#### Reading passage:
————

Zombie Web servers: are you one?

Greetings!

I found this excellent writeup of a Web-server botnet on Slashdot this weekend. Since it sounded like just the thing for Nmap to detect, I wrote a quick script! First, the attacker somehow compromises an innocent Web server (presumably via weak passwords or a similar mechanism). After the compromise, an additional Web server is started on port 8080. This server, however is malicious; it will try and exploit vulnerable browsers with typical drive-by downloads. If a non-vulnerable browser connects to it, instead of serving the malware the server redirects them (via the “302 Found” status) to another infected Web server which attempts to do the same.

This redirection is easy to detect with Nmap.

The script is called http-malware-host.nse, and I highly recommend running it against your own servers. All you need to do is check it out from svn and run it:

$ svn co --username guest --password '' svn://svn.insecure.org/nmap
$ cd nmap
$ ./configure && make
# make install
$ nmap -d -p80,443,8080 --script=http-malware-host <target>

If the host is clean, you will see no additional output. If the host is infected, you’ll see the following:

$ ./nmap -p8080 --script=http-malware-host last-another-life.ru                                                                                                                                                                                                            Starting Nmap 5.05BETA1 ( http://nmap.org ) at 2009-09-16 09:32 CDT
Warning: Hostname last-another-life.ru resolves to 5 IPs. Using 80.69.74.73.
NSE: Script Scanning completed.
Interesting ports on 80-69-74-73.colo.transip.net (80.69.74.73):
PORT     STATE SERVICE
8080/tcp open  http-proxy
|  http-malware-host: Host appears to be infected (/ts/in.cgi?open2 redirects 
to http://last-another-life.ru:8080/index.php)
|_ See: http://blog.unmaskparasites.com/2009/09/11/dynamic-dns-and-botnet-
of-zombie-web-servers/

I highly recommend double-checking your servers for this infection!

<UPDATE> You can download the current version of the scrit (as of Sept 17, 2009) here. That version won’t be kept up to date, though.

————

#### Exercise data:
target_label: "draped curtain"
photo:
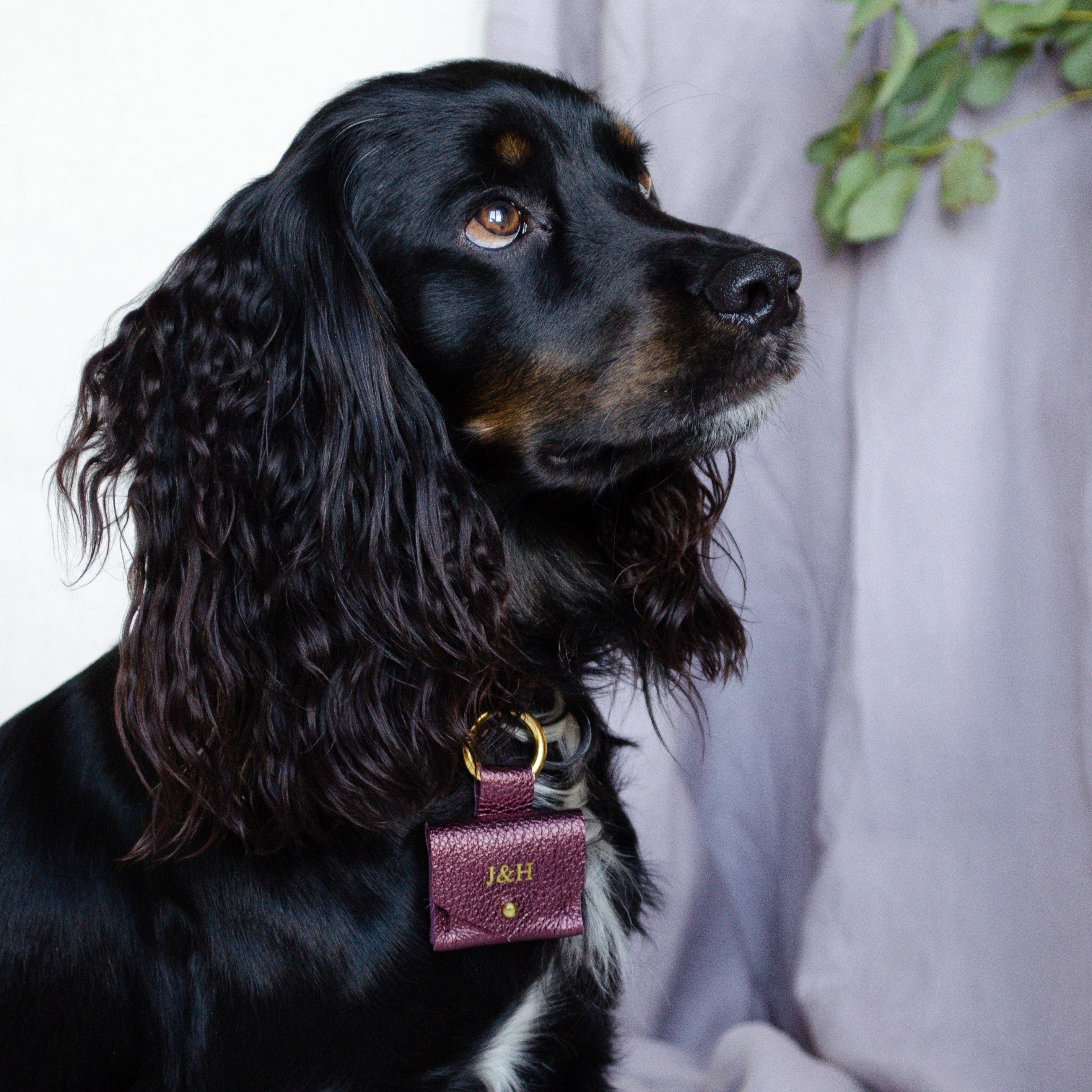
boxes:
[490,0,1092,1092]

————

#### Brief A:
In the post on zombie Web servers, on which port does the attacker start the additional malicious Web server?
#### Brief B:
In the post on zombie Web servers, swap "infection" for "compromise" in the passage that begins at the words "NSE: Script Scanning" and stops after "for this infection!".

#### Written answer A:
Port 8080.

#### Written answer B:
NSE: Script Scanning completed.
Interesting ports on 80-69-74-73.colo.transip.net (80.69.74.73):
PORT     STATE SERVICE
8080/tcp open  http-proxy
|  http-malware-host: Host appears to be infected (/ts/in.cgi?open2 redirects 
to http://last-another-life.ru:8080/index.php)
|_ See: http://blog.unmaskparasites.com/2009/09/11/dynamic-dns-and-botnet-
of-zombie-web-servers/

I highly recommend double-checking your servers for this compromise!